> TEKS PILIHAN
Pokok dari ibadah kepada Allah adalah beriman kepada Allah dan Rasul-Nya. Iman kepada Allah membuahkan keikhlasan, dan iman kepada Rasul menumbuhkan ittiba’/kesetiaan kepada tuntunan. Oleh sebab itulah pokok agama Islam ada pada 2 hal; kita tidak beribadah kecuali kepada Allah, dan kita tidak beribadah kepada Allah kecuali dengan mengikuti syariat Rasulullah shallallahu ‘alaihi wa sallam.
Inilah kandungan dari 2 kalimat syahadat. Syahadat laa ilaha illallah mencakup penolakan ibadah kepada selain Allah dan penetapan ibadah -dengan segala bentuknya- hanya ditujukan kepada Allah. Adapun syahadat anna Muhammadar rasulullah memberikan konsekuensi; menaati perintahnya, menjauhi larangannya, beribadah kepada Allah dengan tuntunannya, dan membenarkan segala berita yang disampaikannya.

> TUGAS YANG DIKERJAKAN
1. Dalam teks tentang pokok ibadah, apa yang dibuahkan oleh iman kepada Allah?
2. Ubah paragraf yang diawali "Inilah kandungan dari 2 kalimat syahadat" dalam teks tentang pokok ibadah menjadi daftar singkat tanpa menghilangkan fakta utamanya.
3. Lanjutkan teks tentang pokok ibadah mulai setelah kalimat terakhirnya.

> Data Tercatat

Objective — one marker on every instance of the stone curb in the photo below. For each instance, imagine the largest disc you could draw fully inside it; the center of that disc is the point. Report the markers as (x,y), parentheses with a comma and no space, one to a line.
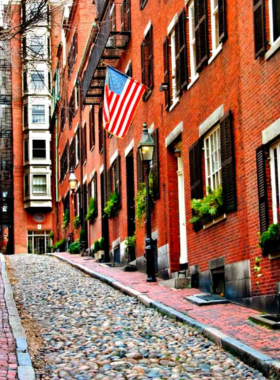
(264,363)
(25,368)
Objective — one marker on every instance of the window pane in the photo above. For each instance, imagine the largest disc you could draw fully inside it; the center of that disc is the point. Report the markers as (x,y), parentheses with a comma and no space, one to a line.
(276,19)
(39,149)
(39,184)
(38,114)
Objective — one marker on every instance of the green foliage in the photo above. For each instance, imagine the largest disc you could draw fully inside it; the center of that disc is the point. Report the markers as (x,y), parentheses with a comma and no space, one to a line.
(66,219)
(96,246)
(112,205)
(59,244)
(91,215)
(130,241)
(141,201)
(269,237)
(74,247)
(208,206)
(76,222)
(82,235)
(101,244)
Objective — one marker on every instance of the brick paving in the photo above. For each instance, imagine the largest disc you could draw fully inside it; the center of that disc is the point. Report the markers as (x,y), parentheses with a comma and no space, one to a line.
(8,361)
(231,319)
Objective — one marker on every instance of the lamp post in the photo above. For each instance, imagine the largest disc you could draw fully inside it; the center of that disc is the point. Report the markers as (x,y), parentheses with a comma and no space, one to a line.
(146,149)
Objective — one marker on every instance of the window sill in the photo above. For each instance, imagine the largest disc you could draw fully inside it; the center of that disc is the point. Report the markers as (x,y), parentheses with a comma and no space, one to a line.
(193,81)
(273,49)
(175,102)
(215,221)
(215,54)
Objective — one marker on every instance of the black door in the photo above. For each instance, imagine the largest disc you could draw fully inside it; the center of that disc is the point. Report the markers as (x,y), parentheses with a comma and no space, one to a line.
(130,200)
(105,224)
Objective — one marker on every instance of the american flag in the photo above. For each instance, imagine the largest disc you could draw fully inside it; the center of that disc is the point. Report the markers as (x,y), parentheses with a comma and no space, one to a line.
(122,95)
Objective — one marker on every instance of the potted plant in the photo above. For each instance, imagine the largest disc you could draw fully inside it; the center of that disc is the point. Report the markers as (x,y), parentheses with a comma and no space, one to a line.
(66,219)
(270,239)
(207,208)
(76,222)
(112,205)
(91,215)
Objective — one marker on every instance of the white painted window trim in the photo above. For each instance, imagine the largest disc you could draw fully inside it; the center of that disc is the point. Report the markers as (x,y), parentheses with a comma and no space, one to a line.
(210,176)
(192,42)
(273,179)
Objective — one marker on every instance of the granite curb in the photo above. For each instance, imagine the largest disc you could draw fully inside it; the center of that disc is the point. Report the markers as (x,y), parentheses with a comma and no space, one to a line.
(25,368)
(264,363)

---

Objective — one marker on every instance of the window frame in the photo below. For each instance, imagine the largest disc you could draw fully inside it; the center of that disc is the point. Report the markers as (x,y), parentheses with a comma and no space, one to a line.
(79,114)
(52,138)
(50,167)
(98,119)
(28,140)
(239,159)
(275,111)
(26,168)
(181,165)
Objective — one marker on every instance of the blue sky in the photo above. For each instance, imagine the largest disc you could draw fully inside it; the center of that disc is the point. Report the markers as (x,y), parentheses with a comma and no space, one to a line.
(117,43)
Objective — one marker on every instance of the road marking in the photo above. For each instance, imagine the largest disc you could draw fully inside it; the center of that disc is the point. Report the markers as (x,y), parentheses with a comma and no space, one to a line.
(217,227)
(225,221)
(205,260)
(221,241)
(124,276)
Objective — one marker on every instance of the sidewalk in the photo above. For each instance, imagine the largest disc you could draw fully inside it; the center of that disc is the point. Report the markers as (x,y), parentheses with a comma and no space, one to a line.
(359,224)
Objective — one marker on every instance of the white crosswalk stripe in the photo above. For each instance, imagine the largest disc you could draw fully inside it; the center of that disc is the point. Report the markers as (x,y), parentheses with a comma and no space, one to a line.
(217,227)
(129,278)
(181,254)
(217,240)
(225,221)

> HASIL TUGAS
1. Keikhlasan.

2.
- Paragraf ini menjelaskan kandungan dua kalimat syahadat.
- Laa ilaha illallah: menolak ibadah kepada selain Allah dan menetapkan bahwa ibadah dalam segala bentuknya hanya ditujukan kepada Allah.
- Anna Muhammadar rasulullah: konsekuensinya adalah menaati perintahnya, menjauhi larangannya, beribadah kepada Allah dengan tuntunannya, dan membenarkan segala berita yang disampaikannya.

3.
Para ulama kita telah menegaskan bahwa ibadah kepada Allah tidak akan bisa tegak dan diterima kecuali apabila dilandasi dengan aqidah yang benar dan lurus. Aqidah adalah apa-apa yang diyakini di dalam hati dengan tegas dan kuat, tidak tercampuri dengan keragu-raguan. Aqidah mencakup rukun-rukun iman -sebagaimana disebutkan dalam hadits Jibril- yaitu iman kepada Allah, para malaikat-Nya, kitab-kitab-Nya, para rasul-Nya, hari akhir, dan beriman kepada takdir; yang baik dan yang buruk.
Diantara pokok-pokok aqidah ini maka tauhid merupakan prinsip paling mendasar dan pokok yang paling utama dalam kehidupan seorang muslim. Tauhid yaitu mengesakan Allah dalam hal ibadah. Syaikh Muhammad at-Tamimi rahimahullah mengatakan dalam risalah al-Qawa’id al-Arba’, “Bahwa ibadah tidaklah disebut sebagai ibadah -yang benar- kecuali apabila disertai dengan tauhid, sebagaimana halnya sholat tidak disebut sebagai sholat kecuali apabila disertai dengan thaharah/bersuci.”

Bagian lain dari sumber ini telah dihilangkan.